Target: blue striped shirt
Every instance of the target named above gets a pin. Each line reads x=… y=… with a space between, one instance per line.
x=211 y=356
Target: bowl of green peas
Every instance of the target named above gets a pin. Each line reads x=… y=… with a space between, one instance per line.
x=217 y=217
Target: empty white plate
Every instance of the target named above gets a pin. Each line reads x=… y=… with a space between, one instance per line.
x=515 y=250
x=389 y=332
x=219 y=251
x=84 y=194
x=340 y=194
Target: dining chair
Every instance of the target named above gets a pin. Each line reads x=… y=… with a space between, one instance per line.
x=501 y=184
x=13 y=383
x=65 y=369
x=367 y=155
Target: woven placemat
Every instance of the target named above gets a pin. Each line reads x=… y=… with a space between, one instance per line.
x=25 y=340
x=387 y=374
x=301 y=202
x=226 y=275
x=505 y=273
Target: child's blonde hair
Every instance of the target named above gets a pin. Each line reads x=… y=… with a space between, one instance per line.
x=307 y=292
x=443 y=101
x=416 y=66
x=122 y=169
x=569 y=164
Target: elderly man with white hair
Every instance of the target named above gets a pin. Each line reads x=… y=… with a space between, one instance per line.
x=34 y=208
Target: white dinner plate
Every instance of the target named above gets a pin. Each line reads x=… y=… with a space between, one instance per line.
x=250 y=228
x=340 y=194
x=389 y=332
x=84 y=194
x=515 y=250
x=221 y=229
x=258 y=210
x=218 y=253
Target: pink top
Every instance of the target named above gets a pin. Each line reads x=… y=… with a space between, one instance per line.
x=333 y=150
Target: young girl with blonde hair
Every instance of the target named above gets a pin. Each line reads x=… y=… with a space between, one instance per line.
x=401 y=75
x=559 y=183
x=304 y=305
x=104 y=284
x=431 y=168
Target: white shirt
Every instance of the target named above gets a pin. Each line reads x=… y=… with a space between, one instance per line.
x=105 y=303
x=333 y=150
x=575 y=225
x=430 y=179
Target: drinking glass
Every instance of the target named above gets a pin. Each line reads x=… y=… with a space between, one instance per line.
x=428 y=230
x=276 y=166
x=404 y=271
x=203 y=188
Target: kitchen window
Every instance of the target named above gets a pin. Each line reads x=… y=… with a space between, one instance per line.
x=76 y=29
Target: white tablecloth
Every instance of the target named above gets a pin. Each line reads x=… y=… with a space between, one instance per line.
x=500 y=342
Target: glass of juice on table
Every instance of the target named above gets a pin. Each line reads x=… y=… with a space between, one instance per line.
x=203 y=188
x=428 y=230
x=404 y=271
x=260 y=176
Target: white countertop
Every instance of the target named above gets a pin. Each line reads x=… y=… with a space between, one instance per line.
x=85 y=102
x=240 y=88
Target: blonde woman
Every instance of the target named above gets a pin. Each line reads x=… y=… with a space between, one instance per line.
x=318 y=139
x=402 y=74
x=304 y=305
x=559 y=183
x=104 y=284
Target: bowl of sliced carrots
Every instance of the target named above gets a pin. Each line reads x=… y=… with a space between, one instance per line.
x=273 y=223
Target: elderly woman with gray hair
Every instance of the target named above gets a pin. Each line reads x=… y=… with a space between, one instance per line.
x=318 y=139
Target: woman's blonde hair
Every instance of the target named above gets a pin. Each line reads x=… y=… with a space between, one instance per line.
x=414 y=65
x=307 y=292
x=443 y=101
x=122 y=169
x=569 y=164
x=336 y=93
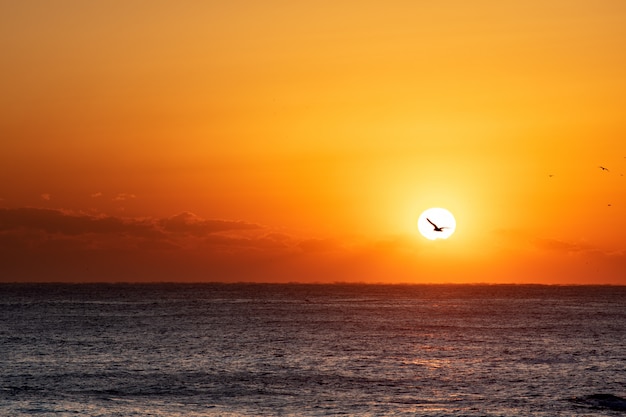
#####
Assignment: Pictures in the entries are to be skipped, and everything else repeated word for word.

Solution for this problem:
Target: blue striped shirt
Every instance of the target named above gets a pin. Each line reads x=… y=… with a space between, one instance per line.
x=211 y=356
Target: bowl of green peas
Every instance of the target named above gets a pin. Each line reads x=… y=… with a space between, one instance per line.
x=217 y=217
Target: empty white plate
Every instance of the target named above gets a pin. Each line reads x=… y=… with a space between, one instance per line.
x=515 y=250
x=389 y=332
x=219 y=251
x=84 y=194
x=340 y=194
Target: dining chair
Every instance of the target named above gets a pin. Each line reads x=… y=… with a space between, one instance per line.
x=501 y=184
x=13 y=383
x=65 y=369
x=367 y=155
Target: woven placemat
Every instance of the target named above gets a pin. Each line reads x=… y=… with a space between, one instance per line.
x=25 y=340
x=387 y=374
x=301 y=202
x=226 y=275
x=505 y=273
Target: child's blonde hair
Every instance of the target named above gets a pin. Each line reads x=… y=… with a space between, one instance per line.
x=307 y=292
x=443 y=101
x=416 y=66
x=122 y=169
x=569 y=164
Target: elderly man with white hair
Every instance of the target named above gets a pin. Each line reads x=… y=… with a space between, one instance per line.
x=34 y=208
Target: white dinner plate
Every instance of the target named above gets a pin. Each line reads x=… y=… with a space between, one instance per line.
x=250 y=228
x=340 y=194
x=389 y=332
x=84 y=194
x=515 y=250
x=221 y=229
x=258 y=210
x=218 y=253
Target: pink top
Every instance of the target named above gets a pin. Each line reads x=… y=… with a space between, one instance per line.
x=333 y=150
Target: young girl with blonde hair
Every instance of the target named above gets a pin. Each line reads x=… y=… with a space between, one instance per line.
x=401 y=75
x=559 y=183
x=304 y=305
x=104 y=284
x=431 y=168
Target: white shirt
Every instance of the target named above gets a pin. Each line reads x=… y=… with a space between, one instance per line.
x=105 y=303
x=333 y=150
x=575 y=225
x=430 y=179
Target: drinking glass
Every instance of the target named above gets a pin. Each line reads x=… y=… with a space between, one instance per line.
x=428 y=230
x=276 y=166
x=404 y=271
x=203 y=188
Target: kitchen window
Every instance of the target named above gets a pin. Each line reads x=… y=… with a space between, one instance per line.
x=76 y=29
Target: white tablecloth
Every instance of the target named above gets a pin. Each line reads x=… y=… with a space between, one instance per line.
x=500 y=342
Target: glass of juice on table
Every instance of the target named above gets a pin. Each line reads x=… y=… with a space between, one instance per line.
x=203 y=188
x=428 y=230
x=404 y=271
x=260 y=176
Target: white countertop
Every instance of the target named above gets a pin. Each line reads x=… y=… with a space between, one instance per line.
x=85 y=102
x=240 y=88
Target: blonde woman
Every instance of the target named above gets a pin. Each line reads x=… y=… with a space between, one instance per line.
x=318 y=139
x=402 y=74
x=304 y=305
x=559 y=183
x=104 y=284
Target: bowl of sliced carrots
Every instance of the target named above gets a pin. Each line reads x=… y=… with a space between, one instance per line.
x=273 y=223
Target: elderly woman with gray hair
Every instance of the target named above gets a pin. Each line reads x=… y=… with a space between, one instance per line.
x=318 y=139
Target: woman's blonde hair
Every instance of the target named above gets a pin. Each line reads x=… y=… with a space between, one instance per line.
x=414 y=65
x=307 y=292
x=443 y=101
x=122 y=169
x=569 y=164
x=336 y=93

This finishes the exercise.